Annotated coordinate items:
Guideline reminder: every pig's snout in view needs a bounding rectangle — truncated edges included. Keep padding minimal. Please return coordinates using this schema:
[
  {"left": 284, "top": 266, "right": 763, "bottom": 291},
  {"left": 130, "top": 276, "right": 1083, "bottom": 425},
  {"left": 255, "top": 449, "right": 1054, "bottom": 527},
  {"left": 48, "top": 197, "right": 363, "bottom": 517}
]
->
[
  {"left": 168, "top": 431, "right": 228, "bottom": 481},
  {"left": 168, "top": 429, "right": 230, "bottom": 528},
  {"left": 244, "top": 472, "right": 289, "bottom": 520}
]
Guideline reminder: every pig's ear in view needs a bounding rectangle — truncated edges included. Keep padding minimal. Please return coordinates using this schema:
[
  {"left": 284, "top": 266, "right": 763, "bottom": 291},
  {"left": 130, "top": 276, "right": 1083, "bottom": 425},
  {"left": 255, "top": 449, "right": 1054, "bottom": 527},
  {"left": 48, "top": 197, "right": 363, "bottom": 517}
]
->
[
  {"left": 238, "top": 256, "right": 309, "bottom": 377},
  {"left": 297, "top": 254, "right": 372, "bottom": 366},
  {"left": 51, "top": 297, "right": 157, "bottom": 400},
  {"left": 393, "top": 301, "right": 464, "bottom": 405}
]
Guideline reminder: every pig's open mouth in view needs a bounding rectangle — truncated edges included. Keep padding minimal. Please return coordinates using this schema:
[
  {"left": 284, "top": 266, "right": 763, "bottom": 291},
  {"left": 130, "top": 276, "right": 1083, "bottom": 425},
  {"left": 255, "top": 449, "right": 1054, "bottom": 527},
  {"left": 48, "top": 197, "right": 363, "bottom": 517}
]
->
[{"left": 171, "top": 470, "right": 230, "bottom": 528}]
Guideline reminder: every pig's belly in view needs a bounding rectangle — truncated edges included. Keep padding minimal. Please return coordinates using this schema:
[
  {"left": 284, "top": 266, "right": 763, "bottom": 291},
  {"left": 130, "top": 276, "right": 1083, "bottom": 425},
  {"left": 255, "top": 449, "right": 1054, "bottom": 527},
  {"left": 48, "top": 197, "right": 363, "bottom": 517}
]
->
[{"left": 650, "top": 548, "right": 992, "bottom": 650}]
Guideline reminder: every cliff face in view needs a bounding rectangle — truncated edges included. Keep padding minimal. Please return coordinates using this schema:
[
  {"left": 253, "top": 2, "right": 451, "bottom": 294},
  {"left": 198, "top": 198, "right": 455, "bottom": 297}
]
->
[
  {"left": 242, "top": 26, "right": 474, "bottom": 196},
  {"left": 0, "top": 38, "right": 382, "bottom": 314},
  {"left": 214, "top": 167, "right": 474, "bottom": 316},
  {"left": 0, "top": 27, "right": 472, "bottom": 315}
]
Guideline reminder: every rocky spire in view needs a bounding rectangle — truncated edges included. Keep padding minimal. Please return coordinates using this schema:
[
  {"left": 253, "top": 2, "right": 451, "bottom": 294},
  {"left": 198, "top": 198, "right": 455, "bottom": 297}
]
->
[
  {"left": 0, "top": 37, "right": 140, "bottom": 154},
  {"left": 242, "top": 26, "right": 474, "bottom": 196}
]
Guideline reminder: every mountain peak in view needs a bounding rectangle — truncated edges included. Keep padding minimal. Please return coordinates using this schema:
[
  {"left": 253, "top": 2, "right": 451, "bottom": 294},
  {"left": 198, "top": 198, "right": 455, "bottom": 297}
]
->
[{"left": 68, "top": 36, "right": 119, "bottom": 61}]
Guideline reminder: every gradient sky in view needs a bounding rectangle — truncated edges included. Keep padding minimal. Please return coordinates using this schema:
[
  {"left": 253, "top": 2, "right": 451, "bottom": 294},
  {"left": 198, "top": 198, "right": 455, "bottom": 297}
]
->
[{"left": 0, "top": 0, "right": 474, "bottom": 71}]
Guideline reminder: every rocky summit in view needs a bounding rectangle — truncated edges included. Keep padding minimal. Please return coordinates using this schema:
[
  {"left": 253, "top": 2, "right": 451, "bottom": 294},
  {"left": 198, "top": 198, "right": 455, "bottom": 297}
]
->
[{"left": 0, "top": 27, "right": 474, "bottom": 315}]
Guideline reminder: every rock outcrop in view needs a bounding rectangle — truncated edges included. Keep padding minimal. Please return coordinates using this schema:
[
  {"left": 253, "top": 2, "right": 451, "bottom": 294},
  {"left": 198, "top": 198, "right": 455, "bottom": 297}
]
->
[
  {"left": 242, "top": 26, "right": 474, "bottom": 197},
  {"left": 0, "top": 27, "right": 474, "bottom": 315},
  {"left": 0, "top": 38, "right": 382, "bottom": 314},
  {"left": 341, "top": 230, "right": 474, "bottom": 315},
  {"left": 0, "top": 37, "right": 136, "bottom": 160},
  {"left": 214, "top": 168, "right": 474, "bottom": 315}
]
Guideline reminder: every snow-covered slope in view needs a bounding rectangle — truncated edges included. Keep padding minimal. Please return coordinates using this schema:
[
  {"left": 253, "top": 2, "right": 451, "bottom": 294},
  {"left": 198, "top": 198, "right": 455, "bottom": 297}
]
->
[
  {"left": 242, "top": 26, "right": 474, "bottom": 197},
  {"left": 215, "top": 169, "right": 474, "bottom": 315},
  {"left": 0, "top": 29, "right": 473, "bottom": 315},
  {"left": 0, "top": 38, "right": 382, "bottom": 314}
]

### What is asked:
Rewrite all the items above, putting "Keep boxes tight" wherever "Keep padding minimal" appears and leaving everything else untouched.

### Output of the exercise:
Guideline reminder: every pig's snout in view needs a bounding rectangle — truncated edges included. Keep boxes tight. Please return coordinates using this schema:
[
  {"left": 284, "top": 266, "right": 763, "bottom": 291},
  {"left": 130, "top": 276, "right": 1083, "bottom": 425},
  {"left": 255, "top": 449, "right": 1054, "bottom": 527},
  {"left": 48, "top": 197, "right": 363, "bottom": 517}
]
->
[
  {"left": 168, "top": 431, "right": 228, "bottom": 481},
  {"left": 168, "top": 429, "right": 230, "bottom": 528},
  {"left": 244, "top": 472, "right": 289, "bottom": 520}
]
Guideline reminder: every pig's ear in view needs a bounding rectangle — truncated edges included. Keep boxes tight. Please return coordinates using this schema:
[
  {"left": 284, "top": 266, "right": 763, "bottom": 291},
  {"left": 130, "top": 276, "right": 1083, "bottom": 425},
  {"left": 255, "top": 449, "right": 1054, "bottom": 527},
  {"left": 48, "top": 197, "right": 363, "bottom": 517}
]
->
[
  {"left": 238, "top": 256, "right": 309, "bottom": 377},
  {"left": 297, "top": 254, "right": 372, "bottom": 366},
  {"left": 51, "top": 297, "right": 157, "bottom": 400},
  {"left": 393, "top": 301, "right": 464, "bottom": 405}
]
Guideline reminder: every pig's open mouth in view needs a bounding rectangle — truncated edges included. Keep boxes tight. Please return coordinates using this schema:
[
  {"left": 284, "top": 266, "right": 763, "bottom": 291},
  {"left": 130, "top": 276, "right": 1083, "bottom": 425},
  {"left": 255, "top": 449, "right": 1054, "bottom": 527},
  {"left": 48, "top": 197, "right": 363, "bottom": 517}
]
->
[{"left": 171, "top": 470, "right": 230, "bottom": 528}]
Guideline reminder: every pig's belly in view needs a bounding rectangle — truncated edges included. Keep boxes tight. Please return coordinates using this schema:
[
  {"left": 284, "top": 266, "right": 763, "bottom": 291},
  {"left": 130, "top": 276, "right": 1083, "bottom": 425},
  {"left": 255, "top": 449, "right": 1054, "bottom": 527},
  {"left": 48, "top": 197, "right": 363, "bottom": 517}
]
->
[{"left": 650, "top": 548, "right": 992, "bottom": 650}]
Guideline reminder: every cliff face in view needs a bounding rectangle — truncated edges included. Keep boxes tight. Please return coordinates using this schema:
[
  {"left": 253, "top": 2, "right": 451, "bottom": 294},
  {"left": 198, "top": 198, "right": 455, "bottom": 297}
]
->
[
  {"left": 242, "top": 26, "right": 474, "bottom": 196},
  {"left": 0, "top": 38, "right": 382, "bottom": 314},
  {"left": 214, "top": 167, "right": 474, "bottom": 316},
  {"left": 0, "top": 27, "right": 472, "bottom": 315}
]
Guideline reminder: every rocky spire in view needs a bounding rectangle — truncated edges included. Keep boxes tight. Please return coordinates using this schema:
[
  {"left": 253, "top": 2, "right": 451, "bottom": 294},
  {"left": 198, "top": 198, "right": 455, "bottom": 297}
]
->
[
  {"left": 0, "top": 37, "right": 140, "bottom": 154},
  {"left": 242, "top": 26, "right": 474, "bottom": 196}
]
Guideline reminder: every mountain peak in view needs a bounding rectangle — truncated edges included. Keep boxes tight. Please return coordinates using this schema:
[
  {"left": 253, "top": 2, "right": 451, "bottom": 294},
  {"left": 198, "top": 198, "right": 455, "bottom": 297}
]
->
[{"left": 68, "top": 36, "right": 119, "bottom": 61}]
Guideline reminder: every gradient sky in view needs a bounding rectangle — truncated edges included. Keep boxes tight. Please return coordinates using this schema:
[
  {"left": 253, "top": 2, "right": 451, "bottom": 294},
  {"left": 198, "top": 198, "right": 455, "bottom": 297}
]
->
[{"left": 0, "top": 0, "right": 474, "bottom": 71}]
Guideline reminder: every rocky summit in view needs a bounding rectangle — truncated edges included. Keep boxes tight. Please return coordinates using this schema:
[
  {"left": 253, "top": 2, "right": 451, "bottom": 294},
  {"left": 198, "top": 198, "right": 455, "bottom": 297}
]
->
[{"left": 0, "top": 27, "right": 474, "bottom": 315}]
Guideline reminder: every rock outcrop in view needs a bounding rectangle — truncated edges included. Keep boxes tight. Please return coordinates using this schema:
[
  {"left": 253, "top": 2, "right": 451, "bottom": 294},
  {"left": 198, "top": 198, "right": 455, "bottom": 297}
]
->
[
  {"left": 242, "top": 26, "right": 474, "bottom": 197},
  {"left": 0, "top": 27, "right": 474, "bottom": 315},
  {"left": 0, "top": 38, "right": 382, "bottom": 314},
  {"left": 341, "top": 230, "right": 474, "bottom": 315},
  {"left": 0, "top": 37, "right": 136, "bottom": 160},
  {"left": 214, "top": 168, "right": 474, "bottom": 315}
]
Guideline reminder: every snow-covered slope in view needs a bounding rectangle — truncated edges included. Keep boxes tight. Please return coordinates using this schema:
[
  {"left": 253, "top": 2, "right": 451, "bottom": 294},
  {"left": 198, "top": 198, "right": 455, "bottom": 297}
]
->
[
  {"left": 242, "top": 26, "right": 474, "bottom": 197},
  {"left": 215, "top": 169, "right": 474, "bottom": 315},
  {"left": 0, "top": 29, "right": 473, "bottom": 315},
  {"left": 0, "top": 38, "right": 382, "bottom": 314}
]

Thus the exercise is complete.